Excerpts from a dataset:

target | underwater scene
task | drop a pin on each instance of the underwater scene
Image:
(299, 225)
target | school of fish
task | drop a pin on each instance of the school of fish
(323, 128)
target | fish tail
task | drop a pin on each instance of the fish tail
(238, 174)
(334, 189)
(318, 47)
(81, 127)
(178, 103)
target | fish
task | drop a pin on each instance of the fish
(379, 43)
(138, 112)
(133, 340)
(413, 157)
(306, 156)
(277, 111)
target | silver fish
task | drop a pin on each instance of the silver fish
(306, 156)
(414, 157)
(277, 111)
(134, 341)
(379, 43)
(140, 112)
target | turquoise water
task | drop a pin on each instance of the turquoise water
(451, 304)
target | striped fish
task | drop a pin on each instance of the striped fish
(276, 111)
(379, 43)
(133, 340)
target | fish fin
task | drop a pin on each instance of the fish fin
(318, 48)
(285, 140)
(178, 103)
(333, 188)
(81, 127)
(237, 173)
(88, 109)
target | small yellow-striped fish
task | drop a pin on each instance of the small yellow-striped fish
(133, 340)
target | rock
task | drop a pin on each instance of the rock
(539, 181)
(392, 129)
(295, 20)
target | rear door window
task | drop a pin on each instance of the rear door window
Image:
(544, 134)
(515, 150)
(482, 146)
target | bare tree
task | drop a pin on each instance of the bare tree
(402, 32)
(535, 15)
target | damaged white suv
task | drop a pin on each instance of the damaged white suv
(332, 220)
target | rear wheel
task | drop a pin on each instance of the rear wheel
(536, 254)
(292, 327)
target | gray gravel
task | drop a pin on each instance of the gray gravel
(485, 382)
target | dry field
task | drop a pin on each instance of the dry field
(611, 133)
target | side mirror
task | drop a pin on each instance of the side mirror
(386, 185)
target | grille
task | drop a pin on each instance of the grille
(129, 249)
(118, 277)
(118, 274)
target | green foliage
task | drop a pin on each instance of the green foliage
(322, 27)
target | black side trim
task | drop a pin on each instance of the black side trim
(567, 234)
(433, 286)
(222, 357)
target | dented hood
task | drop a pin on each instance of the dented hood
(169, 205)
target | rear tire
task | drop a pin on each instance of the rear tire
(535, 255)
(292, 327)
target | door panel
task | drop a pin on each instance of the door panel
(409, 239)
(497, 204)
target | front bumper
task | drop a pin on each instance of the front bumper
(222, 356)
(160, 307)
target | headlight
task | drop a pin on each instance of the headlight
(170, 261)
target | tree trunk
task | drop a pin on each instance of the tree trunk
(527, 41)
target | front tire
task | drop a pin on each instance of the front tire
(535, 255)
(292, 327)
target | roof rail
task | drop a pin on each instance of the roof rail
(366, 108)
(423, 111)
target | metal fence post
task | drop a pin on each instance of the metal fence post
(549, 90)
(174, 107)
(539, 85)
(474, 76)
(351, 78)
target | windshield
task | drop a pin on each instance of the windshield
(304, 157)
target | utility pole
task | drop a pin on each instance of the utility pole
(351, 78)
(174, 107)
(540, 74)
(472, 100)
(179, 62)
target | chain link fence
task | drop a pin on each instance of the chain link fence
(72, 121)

---

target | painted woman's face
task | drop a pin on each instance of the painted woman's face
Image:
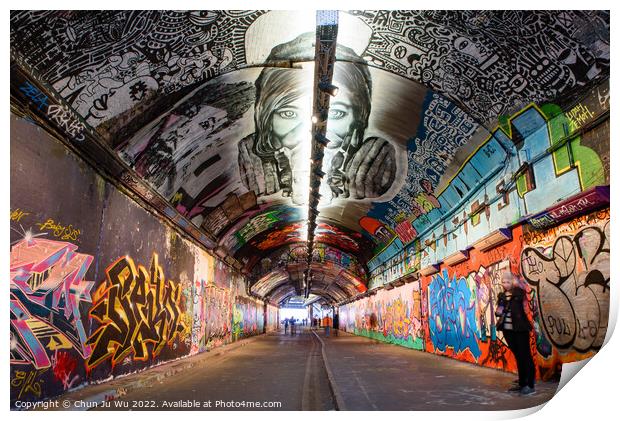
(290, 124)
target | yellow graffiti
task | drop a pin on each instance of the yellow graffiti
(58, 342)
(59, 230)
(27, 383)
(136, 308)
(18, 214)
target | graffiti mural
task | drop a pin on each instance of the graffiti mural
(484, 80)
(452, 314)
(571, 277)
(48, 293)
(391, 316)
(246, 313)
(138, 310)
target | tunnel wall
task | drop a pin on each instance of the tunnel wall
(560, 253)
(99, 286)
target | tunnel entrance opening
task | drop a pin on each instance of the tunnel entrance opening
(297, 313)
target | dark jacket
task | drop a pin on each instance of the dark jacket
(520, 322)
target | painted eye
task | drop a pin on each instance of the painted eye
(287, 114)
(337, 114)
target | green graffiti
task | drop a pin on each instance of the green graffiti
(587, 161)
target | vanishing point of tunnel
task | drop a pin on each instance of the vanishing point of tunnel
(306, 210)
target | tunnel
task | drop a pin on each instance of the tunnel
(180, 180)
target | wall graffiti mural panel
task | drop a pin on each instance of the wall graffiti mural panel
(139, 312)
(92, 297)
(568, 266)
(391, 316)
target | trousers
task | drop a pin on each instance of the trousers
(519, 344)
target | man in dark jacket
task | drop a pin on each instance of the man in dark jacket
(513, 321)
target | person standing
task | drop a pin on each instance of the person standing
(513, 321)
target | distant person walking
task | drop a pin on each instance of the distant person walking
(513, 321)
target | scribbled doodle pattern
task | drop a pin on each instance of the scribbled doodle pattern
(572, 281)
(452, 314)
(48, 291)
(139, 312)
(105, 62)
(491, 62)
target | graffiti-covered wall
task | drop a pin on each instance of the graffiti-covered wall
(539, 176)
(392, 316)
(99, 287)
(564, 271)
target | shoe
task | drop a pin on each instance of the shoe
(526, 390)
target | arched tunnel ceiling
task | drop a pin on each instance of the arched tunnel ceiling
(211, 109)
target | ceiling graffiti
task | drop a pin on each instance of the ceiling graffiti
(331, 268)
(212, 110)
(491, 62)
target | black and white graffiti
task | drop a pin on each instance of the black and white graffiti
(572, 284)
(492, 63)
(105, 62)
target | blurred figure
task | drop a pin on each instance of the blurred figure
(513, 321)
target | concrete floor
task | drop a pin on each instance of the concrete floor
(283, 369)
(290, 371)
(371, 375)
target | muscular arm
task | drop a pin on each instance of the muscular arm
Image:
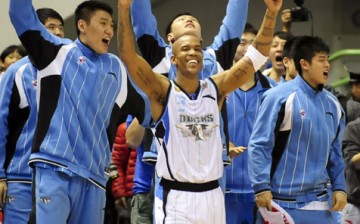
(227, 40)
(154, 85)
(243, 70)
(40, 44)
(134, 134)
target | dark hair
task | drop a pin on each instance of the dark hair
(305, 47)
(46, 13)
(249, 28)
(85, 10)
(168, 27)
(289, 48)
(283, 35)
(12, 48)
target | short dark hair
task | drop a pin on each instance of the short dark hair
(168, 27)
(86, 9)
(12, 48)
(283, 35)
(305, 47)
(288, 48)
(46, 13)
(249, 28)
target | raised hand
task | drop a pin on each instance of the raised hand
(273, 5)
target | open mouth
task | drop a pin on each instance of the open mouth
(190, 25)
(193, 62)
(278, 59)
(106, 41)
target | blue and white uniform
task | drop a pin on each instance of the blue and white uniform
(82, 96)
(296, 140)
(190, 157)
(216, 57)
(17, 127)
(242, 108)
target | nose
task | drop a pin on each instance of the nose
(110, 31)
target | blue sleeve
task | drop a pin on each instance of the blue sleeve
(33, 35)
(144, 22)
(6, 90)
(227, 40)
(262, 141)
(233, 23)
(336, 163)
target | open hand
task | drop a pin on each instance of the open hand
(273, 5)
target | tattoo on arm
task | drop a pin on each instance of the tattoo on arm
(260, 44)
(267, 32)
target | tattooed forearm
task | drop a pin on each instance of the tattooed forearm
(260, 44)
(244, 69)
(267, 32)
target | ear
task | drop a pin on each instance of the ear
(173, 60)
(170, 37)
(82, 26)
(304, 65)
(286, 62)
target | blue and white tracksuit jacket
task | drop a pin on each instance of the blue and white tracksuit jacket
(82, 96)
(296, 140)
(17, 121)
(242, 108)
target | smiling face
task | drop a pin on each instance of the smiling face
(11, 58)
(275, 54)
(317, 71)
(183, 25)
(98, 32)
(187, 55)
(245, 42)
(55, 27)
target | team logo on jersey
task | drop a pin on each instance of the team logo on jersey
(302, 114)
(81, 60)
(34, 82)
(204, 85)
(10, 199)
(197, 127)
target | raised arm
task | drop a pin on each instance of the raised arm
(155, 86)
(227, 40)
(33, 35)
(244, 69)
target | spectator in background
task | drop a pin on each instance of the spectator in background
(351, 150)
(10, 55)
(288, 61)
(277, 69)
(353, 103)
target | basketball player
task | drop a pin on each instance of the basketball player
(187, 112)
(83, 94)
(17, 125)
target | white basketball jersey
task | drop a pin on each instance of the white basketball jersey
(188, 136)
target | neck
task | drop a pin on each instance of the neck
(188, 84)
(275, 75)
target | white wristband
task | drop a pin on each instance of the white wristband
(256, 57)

**Work request:**
Looking at the data above, write out exactly the lines that start at the one containing "target | grille" and end at the one containing "target | rear tire"; include both and nothing beyond.

**Exercise response:**
target | grille
task | drop a pin on each instance of the grille
(129, 249)
(118, 277)
(118, 274)
target | green foliage
task | drop a pin on each instance of the green foliage
(322, 27)
target | black side trim
task | drop a pin on each instance of the black side trim
(567, 234)
(433, 286)
(222, 357)
target | dented hood
task | drop a pin on each instance of the dented hood
(169, 205)
target | rear tire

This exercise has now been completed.